[Dataset rows]

====

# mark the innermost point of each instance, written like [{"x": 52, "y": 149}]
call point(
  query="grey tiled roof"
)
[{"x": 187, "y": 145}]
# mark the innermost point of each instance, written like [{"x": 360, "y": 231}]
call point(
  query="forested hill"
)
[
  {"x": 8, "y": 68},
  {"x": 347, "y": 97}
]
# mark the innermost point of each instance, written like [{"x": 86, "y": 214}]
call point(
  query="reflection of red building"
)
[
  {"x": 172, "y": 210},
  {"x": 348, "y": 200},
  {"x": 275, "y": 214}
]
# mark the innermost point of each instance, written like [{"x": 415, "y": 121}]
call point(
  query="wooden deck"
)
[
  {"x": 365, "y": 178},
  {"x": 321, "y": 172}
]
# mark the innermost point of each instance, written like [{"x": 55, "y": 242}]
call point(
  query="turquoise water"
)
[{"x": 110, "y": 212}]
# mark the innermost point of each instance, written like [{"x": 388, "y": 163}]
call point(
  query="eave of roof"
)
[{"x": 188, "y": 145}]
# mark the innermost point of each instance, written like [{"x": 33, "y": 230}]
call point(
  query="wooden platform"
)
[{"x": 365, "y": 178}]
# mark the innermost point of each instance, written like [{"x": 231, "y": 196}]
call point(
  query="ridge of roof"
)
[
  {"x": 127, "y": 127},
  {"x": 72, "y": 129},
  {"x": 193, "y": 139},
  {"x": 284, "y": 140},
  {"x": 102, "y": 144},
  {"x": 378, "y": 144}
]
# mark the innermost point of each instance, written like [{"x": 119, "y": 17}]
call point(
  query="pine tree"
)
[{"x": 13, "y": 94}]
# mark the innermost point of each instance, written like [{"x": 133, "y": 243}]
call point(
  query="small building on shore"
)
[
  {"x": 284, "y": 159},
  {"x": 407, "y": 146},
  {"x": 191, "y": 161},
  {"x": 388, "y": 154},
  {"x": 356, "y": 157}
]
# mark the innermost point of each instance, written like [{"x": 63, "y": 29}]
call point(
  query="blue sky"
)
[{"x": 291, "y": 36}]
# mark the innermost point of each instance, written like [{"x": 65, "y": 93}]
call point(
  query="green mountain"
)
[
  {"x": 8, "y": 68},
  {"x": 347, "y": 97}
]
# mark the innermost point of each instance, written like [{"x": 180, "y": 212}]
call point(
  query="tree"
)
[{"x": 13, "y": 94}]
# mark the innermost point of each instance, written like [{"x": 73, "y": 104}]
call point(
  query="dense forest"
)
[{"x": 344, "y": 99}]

====

### [DIRECTIONS FOR THIS TASK]
Give the data again, exactly as it stands.

### [REPLY]
# mark the innermost point of each instance, written like [{"x": 52, "y": 149}]
call point(
  query="grey tiled roof"
)
[{"x": 187, "y": 145}]
# mark the innermost point of each instance, written like [{"x": 360, "y": 231}]
call point(
  query="forested hill"
)
[
  {"x": 8, "y": 68},
  {"x": 347, "y": 97}
]
# mark the innermost point of each instance, written like [{"x": 86, "y": 214}]
call point(
  query="reflection of red building"
)
[
  {"x": 172, "y": 210},
  {"x": 348, "y": 200},
  {"x": 275, "y": 214}
]
# mark the innermost point of each instance, written like [{"x": 415, "y": 121}]
call point(
  query="wooden deck"
)
[
  {"x": 365, "y": 178},
  {"x": 321, "y": 172}
]
# mark the innermost point of each instance, written like [{"x": 55, "y": 242}]
call point(
  query="turquoise water"
)
[{"x": 110, "y": 212}]
# mark the innermost point of each instance, written like [{"x": 388, "y": 163}]
call point(
  query="eave of roof"
)
[{"x": 188, "y": 145}]
# mark the innermost point of each instance, written like [{"x": 33, "y": 230}]
call point(
  query="wooden platform"
)
[{"x": 365, "y": 178}]
# mark the innermost point of each instance, written like [{"x": 231, "y": 196}]
call point(
  query="ridge of roof"
)
[
  {"x": 127, "y": 127},
  {"x": 72, "y": 129},
  {"x": 193, "y": 139},
  {"x": 284, "y": 140},
  {"x": 102, "y": 144},
  {"x": 378, "y": 144}
]
# mark the innermost point of each instance, written like [{"x": 119, "y": 17}]
call point(
  query="pine tree"
)
[{"x": 13, "y": 94}]
# mark the innermost point of each instance, written like [{"x": 133, "y": 243}]
call point(
  query="small building on shore"
)
[
  {"x": 284, "y": 159},
  {"x": 407, "y": 146},
  {"x": 191, "y": 161},
  {"x": 388, "y": 154},
  {"x": 356, "y": 157}
]
# mark the innermost point of each instance, written like [{"x": 63, "y": 29}]
call point(
  query="blue sky"
)
[{"x": 291, "y": 36}]
# mark the innermost point of each instance, written like [{"x": 65, "y": 93}]
call point(
  query="green mountain"
)
[
  {"x": 8, "y": 68},
  {"x": 347, "y": 97}
]
# mark the innermost point of each instance, written like [{"x": 180, "y": 212}]
call point(
  query="tree"
)
[{"x": 13, "y": 94}]
# mark the innermost point of each instance, written like [{"x": 73, "y": 104}]
call point(
  query="dense forest"
)
[{"x": 344, "y": 99}]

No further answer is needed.